[Opening The records section]
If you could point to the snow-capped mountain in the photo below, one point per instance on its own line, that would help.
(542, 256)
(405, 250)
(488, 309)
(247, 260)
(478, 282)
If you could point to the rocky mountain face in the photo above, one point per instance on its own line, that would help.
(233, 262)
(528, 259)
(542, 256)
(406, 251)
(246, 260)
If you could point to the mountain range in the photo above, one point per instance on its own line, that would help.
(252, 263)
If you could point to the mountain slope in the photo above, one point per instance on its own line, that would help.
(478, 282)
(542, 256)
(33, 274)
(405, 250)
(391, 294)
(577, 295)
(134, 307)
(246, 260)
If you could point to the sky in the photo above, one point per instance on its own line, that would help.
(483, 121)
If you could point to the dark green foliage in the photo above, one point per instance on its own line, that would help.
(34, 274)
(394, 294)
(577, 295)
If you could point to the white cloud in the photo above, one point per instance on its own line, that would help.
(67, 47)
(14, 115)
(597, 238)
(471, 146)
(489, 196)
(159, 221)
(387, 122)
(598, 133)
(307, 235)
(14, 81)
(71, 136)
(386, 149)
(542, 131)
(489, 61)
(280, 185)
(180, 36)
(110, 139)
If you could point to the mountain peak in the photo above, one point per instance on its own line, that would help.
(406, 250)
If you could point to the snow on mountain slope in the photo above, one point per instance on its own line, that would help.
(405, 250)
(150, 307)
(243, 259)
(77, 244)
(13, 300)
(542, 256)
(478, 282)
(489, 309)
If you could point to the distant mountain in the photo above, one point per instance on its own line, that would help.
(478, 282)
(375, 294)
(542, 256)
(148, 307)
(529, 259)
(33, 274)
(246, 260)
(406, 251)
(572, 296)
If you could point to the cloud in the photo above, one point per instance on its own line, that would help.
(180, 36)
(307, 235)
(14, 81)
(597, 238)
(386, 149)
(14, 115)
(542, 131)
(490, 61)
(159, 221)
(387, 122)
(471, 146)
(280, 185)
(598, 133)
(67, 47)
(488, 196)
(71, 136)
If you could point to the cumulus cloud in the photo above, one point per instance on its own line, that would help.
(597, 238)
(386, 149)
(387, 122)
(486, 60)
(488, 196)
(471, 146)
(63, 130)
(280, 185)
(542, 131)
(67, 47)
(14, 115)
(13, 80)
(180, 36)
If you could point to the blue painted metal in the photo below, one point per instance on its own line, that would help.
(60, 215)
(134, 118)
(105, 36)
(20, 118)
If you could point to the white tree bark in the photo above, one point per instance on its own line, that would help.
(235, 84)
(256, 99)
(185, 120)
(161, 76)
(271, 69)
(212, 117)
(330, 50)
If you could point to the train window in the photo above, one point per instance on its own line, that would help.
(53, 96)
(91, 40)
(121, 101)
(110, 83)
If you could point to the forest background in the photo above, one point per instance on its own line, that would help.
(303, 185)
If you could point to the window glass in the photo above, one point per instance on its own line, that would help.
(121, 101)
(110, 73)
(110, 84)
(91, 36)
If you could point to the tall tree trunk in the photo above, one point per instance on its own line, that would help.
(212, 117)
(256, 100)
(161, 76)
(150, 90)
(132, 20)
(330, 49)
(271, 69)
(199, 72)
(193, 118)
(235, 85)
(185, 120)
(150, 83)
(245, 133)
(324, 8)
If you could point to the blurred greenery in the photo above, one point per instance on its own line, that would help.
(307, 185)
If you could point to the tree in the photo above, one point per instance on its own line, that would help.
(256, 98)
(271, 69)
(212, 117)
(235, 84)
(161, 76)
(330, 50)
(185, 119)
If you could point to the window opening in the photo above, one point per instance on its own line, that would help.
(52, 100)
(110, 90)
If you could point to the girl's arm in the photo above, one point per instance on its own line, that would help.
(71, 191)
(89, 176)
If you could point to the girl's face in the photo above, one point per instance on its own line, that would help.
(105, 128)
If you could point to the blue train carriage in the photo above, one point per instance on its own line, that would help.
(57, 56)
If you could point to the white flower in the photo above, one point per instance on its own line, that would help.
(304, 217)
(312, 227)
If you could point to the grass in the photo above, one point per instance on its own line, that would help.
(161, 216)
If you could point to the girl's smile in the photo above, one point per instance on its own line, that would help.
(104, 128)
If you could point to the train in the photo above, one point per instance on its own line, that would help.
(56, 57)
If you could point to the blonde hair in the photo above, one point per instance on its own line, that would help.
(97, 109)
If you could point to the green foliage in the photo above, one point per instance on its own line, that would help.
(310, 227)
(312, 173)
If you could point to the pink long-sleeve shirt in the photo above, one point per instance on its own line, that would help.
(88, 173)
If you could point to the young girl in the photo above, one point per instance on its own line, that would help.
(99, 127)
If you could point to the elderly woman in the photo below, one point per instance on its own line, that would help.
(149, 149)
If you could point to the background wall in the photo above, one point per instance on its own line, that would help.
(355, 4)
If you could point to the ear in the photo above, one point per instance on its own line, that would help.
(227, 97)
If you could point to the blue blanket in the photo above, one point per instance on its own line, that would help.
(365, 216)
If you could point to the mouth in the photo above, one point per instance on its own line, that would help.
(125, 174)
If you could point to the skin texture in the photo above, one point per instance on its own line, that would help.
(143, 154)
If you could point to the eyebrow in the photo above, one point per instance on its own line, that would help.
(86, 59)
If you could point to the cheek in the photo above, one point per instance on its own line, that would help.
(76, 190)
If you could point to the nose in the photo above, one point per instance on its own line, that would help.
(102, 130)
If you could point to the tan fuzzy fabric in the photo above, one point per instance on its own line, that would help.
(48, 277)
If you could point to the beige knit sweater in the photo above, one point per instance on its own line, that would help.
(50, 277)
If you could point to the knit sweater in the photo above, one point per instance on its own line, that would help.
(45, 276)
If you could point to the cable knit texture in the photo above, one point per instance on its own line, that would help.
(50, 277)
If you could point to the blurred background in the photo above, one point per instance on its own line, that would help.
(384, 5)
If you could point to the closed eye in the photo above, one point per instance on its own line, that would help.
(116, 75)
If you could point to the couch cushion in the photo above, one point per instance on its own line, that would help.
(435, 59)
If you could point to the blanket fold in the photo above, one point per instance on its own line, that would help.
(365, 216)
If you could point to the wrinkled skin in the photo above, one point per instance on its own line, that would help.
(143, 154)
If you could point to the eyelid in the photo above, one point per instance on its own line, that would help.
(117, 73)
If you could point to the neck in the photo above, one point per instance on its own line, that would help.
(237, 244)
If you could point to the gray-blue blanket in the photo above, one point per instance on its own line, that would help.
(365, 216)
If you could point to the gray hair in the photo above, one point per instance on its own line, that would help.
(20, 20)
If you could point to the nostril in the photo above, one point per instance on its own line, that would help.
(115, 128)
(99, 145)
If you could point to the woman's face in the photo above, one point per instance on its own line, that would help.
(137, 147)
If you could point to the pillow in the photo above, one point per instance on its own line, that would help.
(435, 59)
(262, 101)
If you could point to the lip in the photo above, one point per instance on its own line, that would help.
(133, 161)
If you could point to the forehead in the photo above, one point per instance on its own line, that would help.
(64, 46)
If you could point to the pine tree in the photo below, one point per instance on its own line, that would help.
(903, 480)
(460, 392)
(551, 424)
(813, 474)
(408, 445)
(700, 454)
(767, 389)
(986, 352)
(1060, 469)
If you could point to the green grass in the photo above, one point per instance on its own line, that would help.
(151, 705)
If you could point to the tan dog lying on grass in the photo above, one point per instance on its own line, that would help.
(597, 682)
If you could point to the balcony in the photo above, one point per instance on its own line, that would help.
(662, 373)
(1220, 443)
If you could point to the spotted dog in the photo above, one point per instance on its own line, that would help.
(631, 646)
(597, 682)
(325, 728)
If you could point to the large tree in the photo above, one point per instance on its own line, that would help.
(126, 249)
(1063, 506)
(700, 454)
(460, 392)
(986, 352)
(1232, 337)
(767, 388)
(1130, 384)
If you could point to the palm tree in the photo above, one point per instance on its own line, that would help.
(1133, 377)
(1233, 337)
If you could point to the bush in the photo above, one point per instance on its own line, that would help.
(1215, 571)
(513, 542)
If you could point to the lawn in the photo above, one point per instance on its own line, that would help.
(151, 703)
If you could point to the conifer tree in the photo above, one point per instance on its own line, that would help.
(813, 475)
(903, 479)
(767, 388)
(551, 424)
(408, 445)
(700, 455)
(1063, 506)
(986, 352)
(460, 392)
[Closing The records section]
To do >> Output exactly the lines from the one containing "If you could point to the conifer" through the last line of the entries, both ends included.

Worked solution >>
If you could point to the conifer tree in the photo above, one point per instance on its own line, that would help.
(813, 475)
(903, 479)
(767, 388)
(551, 424)
(408, 445)
(700, 455)
(1063, 506)
(986, 352)
(460, 392)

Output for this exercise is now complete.